→ **EXERCISE INPUT**

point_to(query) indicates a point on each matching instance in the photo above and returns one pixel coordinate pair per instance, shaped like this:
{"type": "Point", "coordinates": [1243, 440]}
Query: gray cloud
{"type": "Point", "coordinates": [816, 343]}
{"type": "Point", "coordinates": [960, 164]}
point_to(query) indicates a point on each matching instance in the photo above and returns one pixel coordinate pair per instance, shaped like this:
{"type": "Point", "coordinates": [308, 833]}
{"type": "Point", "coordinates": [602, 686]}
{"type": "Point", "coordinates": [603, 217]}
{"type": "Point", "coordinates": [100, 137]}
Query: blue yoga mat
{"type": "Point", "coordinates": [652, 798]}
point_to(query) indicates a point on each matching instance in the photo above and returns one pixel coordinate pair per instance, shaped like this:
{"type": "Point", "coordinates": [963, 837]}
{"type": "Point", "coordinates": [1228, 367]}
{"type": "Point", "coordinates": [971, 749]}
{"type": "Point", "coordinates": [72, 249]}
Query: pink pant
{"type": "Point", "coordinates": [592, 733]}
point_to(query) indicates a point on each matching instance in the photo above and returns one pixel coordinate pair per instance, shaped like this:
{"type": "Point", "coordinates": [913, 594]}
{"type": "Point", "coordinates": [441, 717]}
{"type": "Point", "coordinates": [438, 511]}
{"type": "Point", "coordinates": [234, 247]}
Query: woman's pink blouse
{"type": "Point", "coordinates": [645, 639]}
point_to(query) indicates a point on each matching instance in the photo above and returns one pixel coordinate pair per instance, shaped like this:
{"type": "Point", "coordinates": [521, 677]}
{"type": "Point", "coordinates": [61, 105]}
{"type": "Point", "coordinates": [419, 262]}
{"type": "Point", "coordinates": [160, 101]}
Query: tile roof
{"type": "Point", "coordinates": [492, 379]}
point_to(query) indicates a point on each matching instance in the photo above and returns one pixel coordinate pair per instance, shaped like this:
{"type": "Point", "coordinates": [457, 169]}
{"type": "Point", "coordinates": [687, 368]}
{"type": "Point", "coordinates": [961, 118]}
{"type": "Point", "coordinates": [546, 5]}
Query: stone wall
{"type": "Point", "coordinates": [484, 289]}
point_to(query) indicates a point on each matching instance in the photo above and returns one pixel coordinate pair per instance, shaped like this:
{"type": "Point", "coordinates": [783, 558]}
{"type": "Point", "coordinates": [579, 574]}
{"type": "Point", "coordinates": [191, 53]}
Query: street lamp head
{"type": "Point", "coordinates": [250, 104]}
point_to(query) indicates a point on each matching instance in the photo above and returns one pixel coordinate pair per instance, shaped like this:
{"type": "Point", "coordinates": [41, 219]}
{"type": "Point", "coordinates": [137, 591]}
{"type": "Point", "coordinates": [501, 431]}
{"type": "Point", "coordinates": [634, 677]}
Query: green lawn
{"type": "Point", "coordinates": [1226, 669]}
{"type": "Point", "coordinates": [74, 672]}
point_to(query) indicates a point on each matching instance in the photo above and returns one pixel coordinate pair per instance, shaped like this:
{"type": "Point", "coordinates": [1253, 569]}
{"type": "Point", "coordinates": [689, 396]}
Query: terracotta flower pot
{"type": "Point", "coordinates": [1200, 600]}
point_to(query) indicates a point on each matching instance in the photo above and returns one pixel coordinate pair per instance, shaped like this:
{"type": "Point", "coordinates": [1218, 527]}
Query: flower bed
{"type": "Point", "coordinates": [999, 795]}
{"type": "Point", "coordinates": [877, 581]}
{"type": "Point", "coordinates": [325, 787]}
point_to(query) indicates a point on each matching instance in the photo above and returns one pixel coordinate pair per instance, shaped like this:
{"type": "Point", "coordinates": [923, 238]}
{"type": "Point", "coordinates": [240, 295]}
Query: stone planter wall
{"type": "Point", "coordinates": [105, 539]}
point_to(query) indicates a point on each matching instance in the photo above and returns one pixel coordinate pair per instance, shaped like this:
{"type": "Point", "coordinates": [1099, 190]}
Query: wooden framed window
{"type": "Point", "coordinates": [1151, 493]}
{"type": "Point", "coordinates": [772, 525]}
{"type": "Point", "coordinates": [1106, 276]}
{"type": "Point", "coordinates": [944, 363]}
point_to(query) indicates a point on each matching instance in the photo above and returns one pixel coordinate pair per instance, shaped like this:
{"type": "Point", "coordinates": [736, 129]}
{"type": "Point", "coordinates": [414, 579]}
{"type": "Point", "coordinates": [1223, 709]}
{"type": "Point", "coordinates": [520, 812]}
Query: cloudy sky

→ **TASK PROMPT**
What needs duplicating is the run of lines from the one containing "Query: wooden framed window" through the last line of the entries above, exact and complete.

→ **SOLUTION TO THE EXERCISE**
Query: wooden framed window
{"type": "Point", "coordinates": [1151, 493]}
{"type": "Point", "coordinates": [772, 525]}
{"type": "Point", "coordinates": [1106, 276]}
{"type": "Point", "coordinates": [944, 363]}
point_to(query) indicates a point on each matching instance in the photo above and returns one pixel coordinate pair per instance, shaped like this:
{"type": "Point", "coordinates": [736, 129]}
{"type": "Point", "coordinates": [414, 579]}
{"type": "Point", "coordinates": [1223, 709]}
{"type": "Point", "coordinates": [520, 812]}
Query: cloudy sky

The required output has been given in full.